Vatel : Buffet froid
Cinéma

Vatel : Buffet froid

On ne raconte pas l’histoire de François Vatel à l’école – les grands de ce monde auront pris toute la place – mais elle est néanmoins fascinante, surtout dans le dernier épisode.

On ne raconte pas l’histoire de François Vatel à l’école – les grands de ce monde auront pris toute la place – mais elle est néanmoins fascinante, surtout dans le dernier épisode. Intendant de Fouquet puis de Condé, il fut le maître des plaisirs de la table et des fêtes. Lors d’un dîner en présence du Roi-Soleil et de sa cour chez le prince de Condé à Chantilly, Vatel organisa trois jours de festivités fabuleuses, combinant les plaisirs de tous les sens. Le troisième jour, où devait être servi un banquet de poissons, la marée n’arriva pas, et Vatel se suicida. L’anecdote en dit autant sur le délire de perfection, et certainement de dépression d’un homme, que sur la tyrannie des puissants qui exigent l’impossible au quotidien. Roland Joffé s’est attaqué à cette tragédie avec un scénario simple mais avec un faste inouï. Vatel se regarde comme un hommage rendu à tous les corps de métiers du cinéma qui s’exercent souvent avec la maniaquerie de ce cuisinier hors pair. Ici, on voit leurs efforts: le faste et l’imagination se rejoignent pour la création des costumes, des décors et des plats. C’est somptueux. Et parfois le temps d’une scène est trop court pour en goûter toutes les beautés.
※
D'après la critique sur Vatel :
1. De qui Vatel fut-il l'intendant ?
2. Où se tint le dîner en présence du Roi-Soleil et de sa cour ?
3. Qui s'est attaqué à cette tragédie au cinéma ?
Les entrées ci-dessous ne sont pas nécessaires.
※
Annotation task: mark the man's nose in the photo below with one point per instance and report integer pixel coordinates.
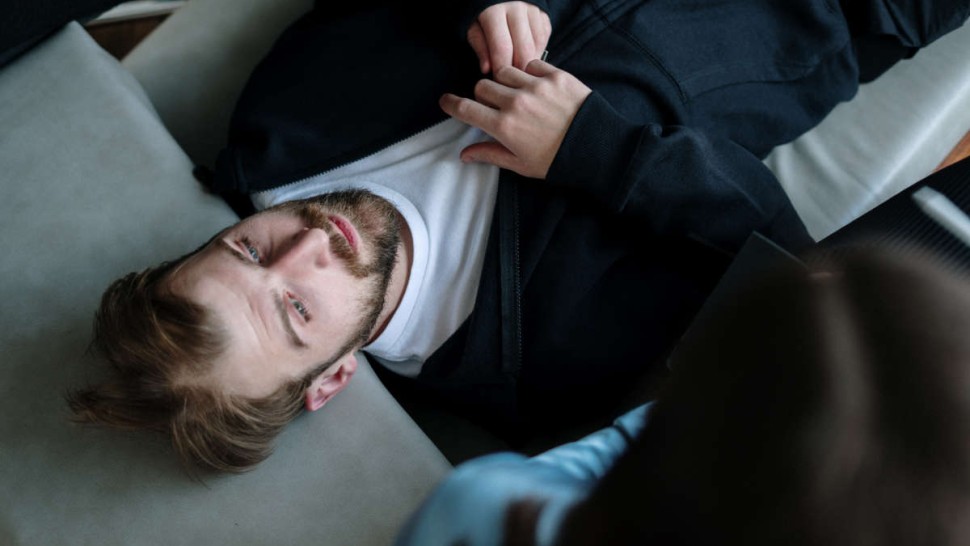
(310, 249)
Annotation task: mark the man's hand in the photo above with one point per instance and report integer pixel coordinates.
(527, 112)
(511, 33)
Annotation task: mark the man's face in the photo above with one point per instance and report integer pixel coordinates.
(294, 286)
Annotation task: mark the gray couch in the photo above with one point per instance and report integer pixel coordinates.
(95, 170)
(94, 185)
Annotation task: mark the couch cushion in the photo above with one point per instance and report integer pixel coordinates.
(893, 133)
(92, 187)
(210, 63)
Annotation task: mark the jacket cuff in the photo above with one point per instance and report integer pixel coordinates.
(596, 152)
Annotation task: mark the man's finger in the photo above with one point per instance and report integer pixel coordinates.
(493, 94)
(469, 111)
(523, 44)
(541, 29)
(476, 39)
(539, 68)
(498, 38)
(513, 77)
(492, 153)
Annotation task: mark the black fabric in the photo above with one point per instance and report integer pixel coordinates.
(26, 22)
(887, 31)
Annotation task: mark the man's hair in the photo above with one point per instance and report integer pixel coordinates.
(819, 410)
(157, 345)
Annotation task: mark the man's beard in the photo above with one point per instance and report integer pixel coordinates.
(378, 224)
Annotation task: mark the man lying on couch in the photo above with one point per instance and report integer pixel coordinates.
(528, 280)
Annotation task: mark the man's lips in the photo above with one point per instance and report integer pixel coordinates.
(346, 229)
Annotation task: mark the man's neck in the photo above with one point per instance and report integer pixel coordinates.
(399, 279)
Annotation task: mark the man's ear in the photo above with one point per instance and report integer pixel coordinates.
(330, 382)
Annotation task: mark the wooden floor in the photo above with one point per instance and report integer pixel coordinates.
(118, 38)
(961, 151)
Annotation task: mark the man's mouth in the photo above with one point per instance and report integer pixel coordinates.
(347, 230)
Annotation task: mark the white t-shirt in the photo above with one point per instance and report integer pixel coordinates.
(448, 206)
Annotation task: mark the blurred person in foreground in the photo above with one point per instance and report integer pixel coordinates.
(826, 407)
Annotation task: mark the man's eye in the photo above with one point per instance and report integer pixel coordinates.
(300, 308)
(251, 249)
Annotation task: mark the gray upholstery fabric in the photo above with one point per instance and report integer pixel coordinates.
(194, 66)
(92, 187)
(893, 133)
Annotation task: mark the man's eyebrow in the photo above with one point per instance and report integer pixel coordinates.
(291, 334)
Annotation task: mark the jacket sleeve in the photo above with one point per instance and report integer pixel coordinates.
(674, 180)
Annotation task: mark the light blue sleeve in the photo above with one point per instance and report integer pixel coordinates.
(471, 505)
(590, 457)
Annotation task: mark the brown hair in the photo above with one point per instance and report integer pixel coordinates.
(155, 343)
(823, 409)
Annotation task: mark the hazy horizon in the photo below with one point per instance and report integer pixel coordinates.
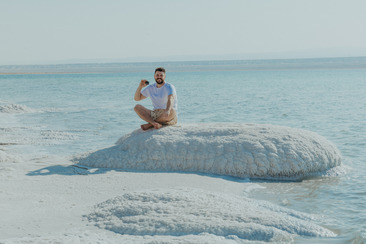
(50, 32)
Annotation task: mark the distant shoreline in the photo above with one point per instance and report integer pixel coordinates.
(189, 66)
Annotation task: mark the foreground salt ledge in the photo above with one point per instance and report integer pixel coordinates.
(183, 212)
(240, 150)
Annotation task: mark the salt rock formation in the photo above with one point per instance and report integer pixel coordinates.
(239, 150)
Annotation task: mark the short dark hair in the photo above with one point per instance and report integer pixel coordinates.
(160, 69)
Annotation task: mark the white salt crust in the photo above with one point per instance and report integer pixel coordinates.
(239, 150)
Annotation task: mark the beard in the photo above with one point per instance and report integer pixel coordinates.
(159, 81)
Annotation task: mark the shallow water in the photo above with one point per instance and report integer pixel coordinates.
(67, 114)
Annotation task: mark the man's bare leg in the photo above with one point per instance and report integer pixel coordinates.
(145, 114)
(146, 126)
(163, 118)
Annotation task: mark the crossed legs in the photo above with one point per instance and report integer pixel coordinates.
(145, 114)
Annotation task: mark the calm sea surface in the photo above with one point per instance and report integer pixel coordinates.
(65, 114)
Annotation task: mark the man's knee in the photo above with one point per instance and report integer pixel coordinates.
(138, 107)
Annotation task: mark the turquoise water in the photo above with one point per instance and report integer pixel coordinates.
(90, 111)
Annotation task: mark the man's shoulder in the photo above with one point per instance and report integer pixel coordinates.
(169, 85)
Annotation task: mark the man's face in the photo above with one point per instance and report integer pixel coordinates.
(159, 77)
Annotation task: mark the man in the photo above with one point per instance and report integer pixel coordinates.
(164, 99)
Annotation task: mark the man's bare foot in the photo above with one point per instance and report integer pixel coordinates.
(157, 125)
(146, 126)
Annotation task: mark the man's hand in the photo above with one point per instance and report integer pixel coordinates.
(143, 83)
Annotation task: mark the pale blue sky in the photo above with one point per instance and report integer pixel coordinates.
(46, 31)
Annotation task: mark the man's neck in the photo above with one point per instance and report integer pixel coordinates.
(160, 85)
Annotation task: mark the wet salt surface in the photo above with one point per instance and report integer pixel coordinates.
(56, 117)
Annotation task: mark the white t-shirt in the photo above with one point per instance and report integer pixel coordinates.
(159, 96)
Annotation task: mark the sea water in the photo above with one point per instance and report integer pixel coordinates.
(67, 114)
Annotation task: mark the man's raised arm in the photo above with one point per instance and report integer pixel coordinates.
(138, 95)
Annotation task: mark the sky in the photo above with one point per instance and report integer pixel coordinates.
(62, 31)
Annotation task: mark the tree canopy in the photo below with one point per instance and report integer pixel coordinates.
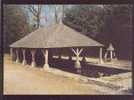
(107, 24)
(15, 24)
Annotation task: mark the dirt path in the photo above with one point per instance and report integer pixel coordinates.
(20, 79)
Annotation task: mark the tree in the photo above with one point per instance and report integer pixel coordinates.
(15, 24)
(36, 12)
(105, 23)
(86, 19)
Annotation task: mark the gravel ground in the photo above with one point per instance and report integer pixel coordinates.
(20, 79)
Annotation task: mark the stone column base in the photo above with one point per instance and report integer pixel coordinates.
(17, 61)
(101, 61)
(46, 67)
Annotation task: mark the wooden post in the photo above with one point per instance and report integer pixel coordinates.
(24, 57)
(17, 56)
(101, 60)
(45, 53)
(77, 63)
(11, 53)
(33, 64)
(111, 55)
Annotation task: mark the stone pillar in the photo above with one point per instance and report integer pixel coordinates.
(17, 56)
(33, 64)
(101, 59)
(45, 53)
(24, 57)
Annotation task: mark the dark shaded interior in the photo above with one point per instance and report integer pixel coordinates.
(68, 65)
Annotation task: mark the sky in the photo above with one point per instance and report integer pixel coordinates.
(48, 13)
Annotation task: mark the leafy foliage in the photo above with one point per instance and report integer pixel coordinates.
(15, 25)
(107, 24)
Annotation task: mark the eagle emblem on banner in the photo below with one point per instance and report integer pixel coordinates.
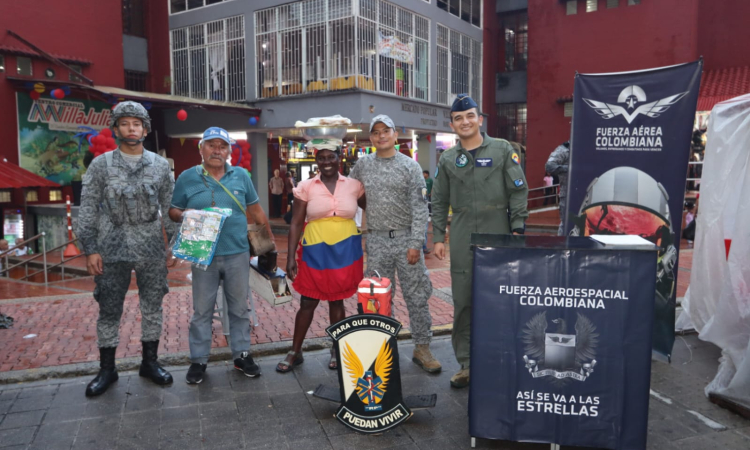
(630, 96)
(370, 385)
(560, 354)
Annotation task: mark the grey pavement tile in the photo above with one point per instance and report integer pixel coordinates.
(24, 419)
(670, 429)
(143, 403)
(151, 419)
(38, 391)
(100, 427)
(97, 442)
(441, 443)
(219, 410)
(53, 431)
(171, 415)
(65, 413)
(9, 394)
(391, 438)
(103, 409)
(32, 403)
(60, 444)
(16, 436)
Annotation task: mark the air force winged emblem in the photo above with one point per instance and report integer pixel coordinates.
(370, 387)
(630, 96)
(559, 354)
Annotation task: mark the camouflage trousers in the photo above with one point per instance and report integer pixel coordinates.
(388, 256)
(110, 291)
(562, 216)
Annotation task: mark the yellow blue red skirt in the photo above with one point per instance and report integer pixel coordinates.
(329, 261)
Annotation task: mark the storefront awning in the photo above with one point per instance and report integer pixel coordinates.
(110, 94)
(13, 177)
(723, 84)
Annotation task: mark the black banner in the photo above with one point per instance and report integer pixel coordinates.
(561, 343)
(369, 373)
(630, 147)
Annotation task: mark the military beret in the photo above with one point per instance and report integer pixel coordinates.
(463, 103)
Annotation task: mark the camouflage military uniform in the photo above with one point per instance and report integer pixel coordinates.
(482, 190)
(557, 164)
(119, 219)
(397, 201)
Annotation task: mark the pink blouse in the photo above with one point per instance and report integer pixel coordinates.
(321, 203)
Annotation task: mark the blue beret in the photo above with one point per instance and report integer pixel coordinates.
(463, 103)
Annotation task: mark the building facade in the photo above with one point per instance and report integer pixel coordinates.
(316, 58)
(541, 44)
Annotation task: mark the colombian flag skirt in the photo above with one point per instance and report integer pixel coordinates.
(329, 260)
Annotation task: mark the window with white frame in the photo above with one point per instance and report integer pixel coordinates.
(325, 45)
(459, 65)
(571, 7)
(23, 66)
(177, 6)
(208, 60)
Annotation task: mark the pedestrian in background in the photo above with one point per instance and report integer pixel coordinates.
※
* **RÉSULTAT DE L'EXERCICE**:
1. De Fouquet, puis de Condé.
2. Chez le prince de Condé, à Chantilly.
3. Roland Joffé.